[Records from a data source]
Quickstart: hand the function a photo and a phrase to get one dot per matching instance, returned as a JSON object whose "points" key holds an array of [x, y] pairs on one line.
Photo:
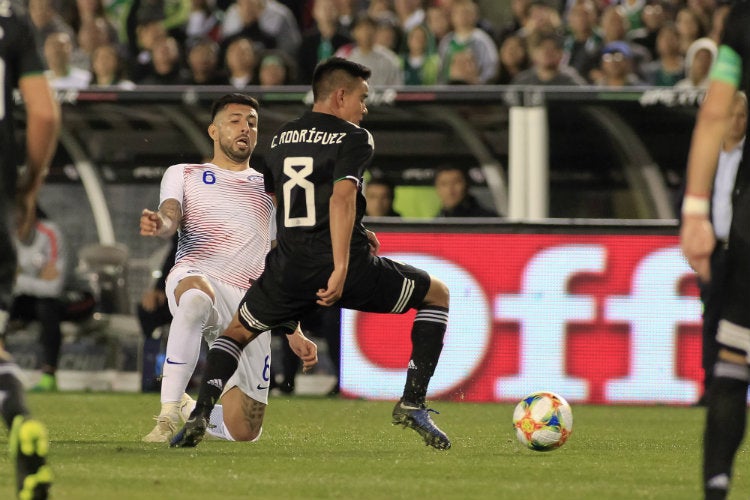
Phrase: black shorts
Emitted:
{"points": [[373, 284]]}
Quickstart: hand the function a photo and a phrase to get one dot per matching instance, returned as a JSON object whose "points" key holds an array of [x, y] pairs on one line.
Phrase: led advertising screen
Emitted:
{"points": [[597, 318]]}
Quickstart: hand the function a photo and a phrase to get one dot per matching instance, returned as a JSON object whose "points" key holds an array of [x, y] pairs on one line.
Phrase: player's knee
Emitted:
{"points": [[247, 434], [438, 294], [195, 304]]}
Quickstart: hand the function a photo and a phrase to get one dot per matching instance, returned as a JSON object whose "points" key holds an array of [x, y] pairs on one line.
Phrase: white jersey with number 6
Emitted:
{"points": [[227, 223]]}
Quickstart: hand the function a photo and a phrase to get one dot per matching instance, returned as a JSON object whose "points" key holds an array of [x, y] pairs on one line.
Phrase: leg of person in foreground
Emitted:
{"points": [[195, 300], [725, 421], [28, 442], [221, 363], [238, 418], [427, 335]]}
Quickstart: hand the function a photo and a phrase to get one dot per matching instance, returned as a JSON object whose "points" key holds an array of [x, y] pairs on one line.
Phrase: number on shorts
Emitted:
{"points": [[298, 179]]}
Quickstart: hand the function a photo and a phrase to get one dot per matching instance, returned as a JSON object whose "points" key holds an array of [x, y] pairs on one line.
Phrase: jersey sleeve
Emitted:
{"points": [[173, 184], [355, 157], [735, 45]]}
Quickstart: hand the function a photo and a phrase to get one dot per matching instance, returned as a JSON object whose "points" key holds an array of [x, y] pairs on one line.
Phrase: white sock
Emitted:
{"points": [[184, 343]]}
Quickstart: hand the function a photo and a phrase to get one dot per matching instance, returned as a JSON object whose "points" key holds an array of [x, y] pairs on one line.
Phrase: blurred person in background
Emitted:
{"points": [[385, 65], [519, 13], [388, 35], [582, 45], [464, 69], [322, 40], [166, 68], [380, 194], [58, 50], [203, 64], [269, 18], [241, 61], [108, 68], [438, 21], [452, 187], [203, 23], [148, 32], [699, 59], [514, 59], [42, 272], [616, 68], [690, 27], [654, 16], [23, 70], [410, 14], [420, 63], [47, 20], [91, 34], [669, 68], [276, 69], [466, 35], [546, 69]]}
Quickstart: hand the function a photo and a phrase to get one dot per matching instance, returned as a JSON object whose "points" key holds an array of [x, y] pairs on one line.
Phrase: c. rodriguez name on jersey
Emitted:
{"points": [[311, 136]]}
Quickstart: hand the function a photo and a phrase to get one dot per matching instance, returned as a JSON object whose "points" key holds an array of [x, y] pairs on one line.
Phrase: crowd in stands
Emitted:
{"points": [[610, 43]]}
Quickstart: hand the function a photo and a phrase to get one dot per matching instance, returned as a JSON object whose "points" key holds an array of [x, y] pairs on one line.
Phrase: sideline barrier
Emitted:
{"points": [[597, 314]]}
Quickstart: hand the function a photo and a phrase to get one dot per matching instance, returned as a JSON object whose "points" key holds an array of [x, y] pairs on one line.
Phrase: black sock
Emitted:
{"points": [[725, 428], [13, 403], [221, 363], [427, 342]]}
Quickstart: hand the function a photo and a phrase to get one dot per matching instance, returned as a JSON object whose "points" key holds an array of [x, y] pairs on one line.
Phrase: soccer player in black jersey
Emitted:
{"points": [[727, 394], [325, 256], [21, 67]]}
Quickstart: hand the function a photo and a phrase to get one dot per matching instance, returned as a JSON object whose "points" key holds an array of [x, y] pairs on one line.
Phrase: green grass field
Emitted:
{"points": [[335, 448]]}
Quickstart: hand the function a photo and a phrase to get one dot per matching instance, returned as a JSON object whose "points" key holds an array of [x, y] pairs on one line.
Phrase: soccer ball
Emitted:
{"points": [[543, 421]]}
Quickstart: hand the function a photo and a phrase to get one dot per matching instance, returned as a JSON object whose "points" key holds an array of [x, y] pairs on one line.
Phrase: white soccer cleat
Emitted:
{"points": [[164, 431], [187, 404]]}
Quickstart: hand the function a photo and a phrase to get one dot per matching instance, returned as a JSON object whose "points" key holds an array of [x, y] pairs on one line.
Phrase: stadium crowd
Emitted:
{"points": [[127, 43]]}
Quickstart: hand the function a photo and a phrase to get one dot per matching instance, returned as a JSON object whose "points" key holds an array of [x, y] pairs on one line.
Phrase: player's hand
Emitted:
{"points": [[329, 296], [304, 348], [151, 223], [374, 242], [698, 241], [49, 272]]}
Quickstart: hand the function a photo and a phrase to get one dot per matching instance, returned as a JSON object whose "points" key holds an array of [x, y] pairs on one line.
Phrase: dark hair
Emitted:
{"points": [[235, 98], [328, 76]]}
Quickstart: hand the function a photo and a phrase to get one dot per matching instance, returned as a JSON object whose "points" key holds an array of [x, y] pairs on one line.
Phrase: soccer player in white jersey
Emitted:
{"points": [[225, 223]]}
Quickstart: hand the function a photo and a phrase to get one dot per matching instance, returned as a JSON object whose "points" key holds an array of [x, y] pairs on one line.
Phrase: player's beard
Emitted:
{"points": [[234, 154]]}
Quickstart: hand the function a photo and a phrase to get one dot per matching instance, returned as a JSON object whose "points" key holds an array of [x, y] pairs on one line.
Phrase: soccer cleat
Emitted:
{"points": [[191, 433], [417, 417], [166, 426], [29, 444]]}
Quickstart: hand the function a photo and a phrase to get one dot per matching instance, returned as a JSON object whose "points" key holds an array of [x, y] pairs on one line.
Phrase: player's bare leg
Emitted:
{"points": [[221, 363], [427, 343]]}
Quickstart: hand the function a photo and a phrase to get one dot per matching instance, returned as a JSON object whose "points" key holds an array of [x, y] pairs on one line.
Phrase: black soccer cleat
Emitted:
{"points": [[29, 446], [191, 433], [417, 417]]}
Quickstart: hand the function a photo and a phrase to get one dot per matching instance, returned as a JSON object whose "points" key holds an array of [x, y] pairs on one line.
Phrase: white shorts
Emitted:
{"points": [[254, 369]]}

Task instructions |
Would you write out each entry word for word and omit the images?

Answer below |
Quickstart: hand the function a photo and a phrase to get one dot per matching instance, returned as a JSON object whose "points" key holds an array of [x, y] pairs on one line.
Photo:
Phrase: black shorts
Emitted:
{"points": [[373, 284]]}
Quickstart: hand the function a photo and a phrase to get one dot per matching instance, returned as a JSON object whose "points" key holds an array of [x, y] pairs on one line.
Phrase: led advertising screen
Emitted:
{"points": [[597, 318]]}
Quickstart: hand the function a photo and a phrase to get one dot per matching instance, returned as a JSON object whose "points" key holds an array of [x, y] pairs on one line.
Phrase: player's knee
Emitted:
{"points": [[247, 434], [438, 294], [195, 304]]}
Quickstart: hand the function a photo and a phrase to get one dot per matching instance, returned as a JSON object whose "points" key holds an array of [x, y] pairs on one line.
Phrase: white jersey with number 6
Emitted:
{"points": [[227, 223]]}
Quickstart: hand the function a photo and a phrase to get one dot per matching instance, returned as a JSON object whose "points" key holds an array of [x, y] pairs on one line.
Phrase: leg of person in foreground
Emitted:
{"points": [[195, 300], [725, 421], [28, 442], [221, 363], [238, 418], [427, 335]]}
Quickstart: hand the function a photo and a phrase to get one dot per matching instance, returned as a JSON object whose "points" key holds an array of [x, y] pairs on one line.
Phrase: number on shorts
Emitted:
{"points": [[298, 179]]}
Quickstart: hand the function a photo and a phrase to get one dot per matching instance, returned as a JSON object whose "points" key holds an array of [x, y] pairs on one line.
Phrase: jersey sleeve
Emitted:
{"points": [[173, 184], [355, 157], [735, 45]]}
Quickstart: hand the function a photo and a phrase to get one dot per matching instance, returned as a JSON object whose "points" key holds an array of [x, y] pairs on one line.
Phrase: white sock
Emitted:
{"points": [[184, 343]]}
Quickstart: hand the function a photo and a phrase to get one dot per matching instance, returned as a JSON object whose "points" key holds an array of [x, y] pairs on one line.
Phrase: blurred person in background
Emitted:
{"points": [[385, 65], [519, 13], [388, 35], [582, 45], [464, 69], [322, 40], [166, 68], [380, 194], [58, 50], [203, 64], [269, 18], [241, 61], [108, 68], [438, 21], [452, 187], [203, 23], [148, 32], [699, 59], [514, 59], [42, 272], [616, 68], [690, 27], [654, 16], [23, 70], [410, 14], [420, 63], [47, 20], [91, 34], [669, 68], [276, 69], [466, 35], [546, 69]]}
Quickstart: hand the function a photo and a phrase to get one dot per matching instance, returned as a JSON object whose "points" key holds an array of [x, y] pairs on one line.
Phrase: c. rodriguez name on jersey
Emitted:
{"points": [[311, 136]]}
Quickstart: hand the function a photo and a phrase to get one dot per matching instance, returned as a JSON object whose "points" key holds an array of [x, y] pairs on one line.
Phrase: crowd in stands
Emitted:
{"points": [[610, 43]]}
Quickstart: hand the function a photo and a phrase to get one dot per matching instance, returned as a JSON object whose "points" key holds an array of [x, y] pairs on one line.
Phrase: sideline barrier
Emitted:
{"points": [[597, 314]]}
Quickstart: hand the function a photo and a phrase to get one dot per matching instance, returned as a JSON object whose "points" key holds an array of [x, y] pairs on one line.
Phrase: black sock
Emitted:
{"points": [[725, 428], [13, 403], [221, 363], [427, 342]]}
Quickstart: hand the function a photo and a phrase to get one dot per matching instance, returned as a JSON object whose "points" key holds an array of [x, y] pairs on one line.
Phrase: soccer player in black jersey
Emitted:
{"points": [[727, 394], [325, 256], [21, 67]]}
Quickstart: hand the function a photo and a phrase to get one dot per matching instance, returned as a JSON object whose "points" key holds an array of [x, y] pairs on one line.
Phrase: green grass field
Emitted:
{"points": [[335, 448]]}
Quickstart: hand the function a photo and a phrase to get one dot per matching instance, returned as a JSON object whose "points" key holds an array of [x, y] pairs on one line.
Phrase: soccer ball
Emitted:
{"points": [[543, 421]]}
Quickstart: hand the function a photo and a phrase to get one dot per matching instance, returned as a JSON object whose "points" key holds an array of [x, y] pairs on one line.
Phrase: white soccer cleat
Emitted:
{"points": [[164, 431], [187, 404]]}
Quickstart: hand the function a photo and a phrase to get one dot per matching instance, returned as a JSON object whose "points" key holds an array of [x, y] pairs on one line.
Phrase: stadium crowd
Emitted:
{"points": [[127, 43]]}
Quickstart: hand the function a photo and a phrase to get one dot per matching instance, returned as a JSON object whose "points" key holds an array of [x, y] pairs on one line.
Phrase: player's hand
Emitted:
{"points": [[329, 296], [304, 348], [151, 223], [374, 242], [698, 241], [49, 272]]}
Quickstart: hand the function a photo and a phrase to get one dot per matching instance, returned as a JSON object whose "points" key holds an array of [x, y] pairs on one line.
Phrase: dark hair
Emitted:
{"points": [[235, 98], [328, 76]]}
Quickstart: hand the function a photo and a phrase to get one dot per matching instance, returned as a JSON object whose "points" key holds an array of [x, y] pairs on one line.
Phrase: soccer player in white jersey
Emitted:
{"points": [[225, 223]]}
Quickstart: hand the function a photo and a phrase to get one dot per matching instance, returned as a JSON object whose "points" key holds an array of [x, y] pairs on one line.
Phrase: player's beard
Emitted:
{"points": [[234, 154]]}
Quickstart: hand the function a photo and a phrase to get one dot per matching instance, returned as a JSON object whose "points" key holds an array of [x, y] pairs on one line.
Phrase: soccer cleat
Emitted:
{"points": [[191, 433], [417, 417], [166, 426], [29, 444]]}
Quickstart: hand the function a photo and a phrase to get one dot per matching instance, returned as a JSON object whose "points" key holds an array of [x, y] pairs on one line.
Phrase: player's bare leg
Emitted:
{"points": [[221, 363], [427, 343]]}
Quickstart: hand the function a photo and a phrase to get one dot per matching instance, returned as a JSON object whose "points" key holds an array of [x, y] pairs on one line.
Phrase: black soccer cleat
Emitted:
{"points": [[29, 446], [191, 433], [417, 417]]}
Quickstart: hand the function a photo and a phrase to get one dot per matching instance, returned as a JSON object whose "points" key holds an array of [x, y] pairs on one line.
Phrase: white shorts
Emitted:
{"points": [[254, 369]]}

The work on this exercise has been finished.